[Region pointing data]
+ + +

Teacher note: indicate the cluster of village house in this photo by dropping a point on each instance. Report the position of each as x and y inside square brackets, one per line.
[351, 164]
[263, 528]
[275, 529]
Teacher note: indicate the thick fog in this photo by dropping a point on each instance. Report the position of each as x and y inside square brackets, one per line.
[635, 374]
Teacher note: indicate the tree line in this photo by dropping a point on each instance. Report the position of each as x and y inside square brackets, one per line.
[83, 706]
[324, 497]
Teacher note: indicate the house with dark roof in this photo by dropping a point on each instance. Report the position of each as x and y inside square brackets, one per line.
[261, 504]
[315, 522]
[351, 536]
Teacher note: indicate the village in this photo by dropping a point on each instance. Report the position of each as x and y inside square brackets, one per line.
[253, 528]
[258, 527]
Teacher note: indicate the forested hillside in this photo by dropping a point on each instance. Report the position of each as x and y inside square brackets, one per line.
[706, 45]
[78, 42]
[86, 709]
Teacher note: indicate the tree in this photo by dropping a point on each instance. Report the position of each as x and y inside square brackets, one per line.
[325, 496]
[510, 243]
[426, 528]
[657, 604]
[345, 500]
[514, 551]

+ + +

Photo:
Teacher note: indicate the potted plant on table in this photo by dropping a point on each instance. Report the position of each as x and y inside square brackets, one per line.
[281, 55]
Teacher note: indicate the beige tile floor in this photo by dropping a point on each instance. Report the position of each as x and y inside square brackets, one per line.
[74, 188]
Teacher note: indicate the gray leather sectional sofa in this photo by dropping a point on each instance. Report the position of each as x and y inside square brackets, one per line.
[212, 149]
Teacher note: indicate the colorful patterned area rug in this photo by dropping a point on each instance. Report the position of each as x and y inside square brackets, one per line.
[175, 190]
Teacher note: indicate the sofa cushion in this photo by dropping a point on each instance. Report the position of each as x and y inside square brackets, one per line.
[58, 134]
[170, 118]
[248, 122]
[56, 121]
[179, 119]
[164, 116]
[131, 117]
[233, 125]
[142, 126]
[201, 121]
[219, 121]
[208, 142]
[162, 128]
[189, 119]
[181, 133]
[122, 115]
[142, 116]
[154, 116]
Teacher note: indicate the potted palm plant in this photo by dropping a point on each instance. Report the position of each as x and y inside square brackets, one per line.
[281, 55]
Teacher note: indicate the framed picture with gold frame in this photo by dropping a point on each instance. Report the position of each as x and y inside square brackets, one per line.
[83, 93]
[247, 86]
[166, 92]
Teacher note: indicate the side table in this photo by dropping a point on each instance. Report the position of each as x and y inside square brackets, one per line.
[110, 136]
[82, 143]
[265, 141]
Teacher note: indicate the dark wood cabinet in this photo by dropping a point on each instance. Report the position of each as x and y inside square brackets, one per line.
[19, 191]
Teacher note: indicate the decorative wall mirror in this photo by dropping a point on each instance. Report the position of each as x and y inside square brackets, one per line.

+ + +

Repeat word for word the lines above that run from the line containing "Teacher note: indicate the potted palm" through the line containing "Teacher note: indicate the decorative", both ends included, and nothing else.

**Exercise answer:**
Teacher note: indicate the potted palm plant in this photo by dropping a point on each instance. Report the position of each as x and y inside square brackets, one per line.
[281, 55]
Teacher note: indicate the framed picture with gold frame in this photo by dropping a point on each instance. Report the position of each as x and y inside square brackets, one per line.
[83, 93]
[247, 86]
[166, 92]
Teacher note: indicate the side table in this photo by dropping a point on each instance. Report the position of each as x and y inside square brackets, one per line.
[110, 136]
[82, 143]
[265, 141]
Teacher note: indicate the dark wood cabinet in this photo by dropping a point on each instance. Report the position of each as x and y inside square brackets, one per line.
[19, 191]
Teacher note: indicate the decorative wall mirror in this photo by dropping a point on each instance. Report the position of each as x and y inside square brackets, one per line.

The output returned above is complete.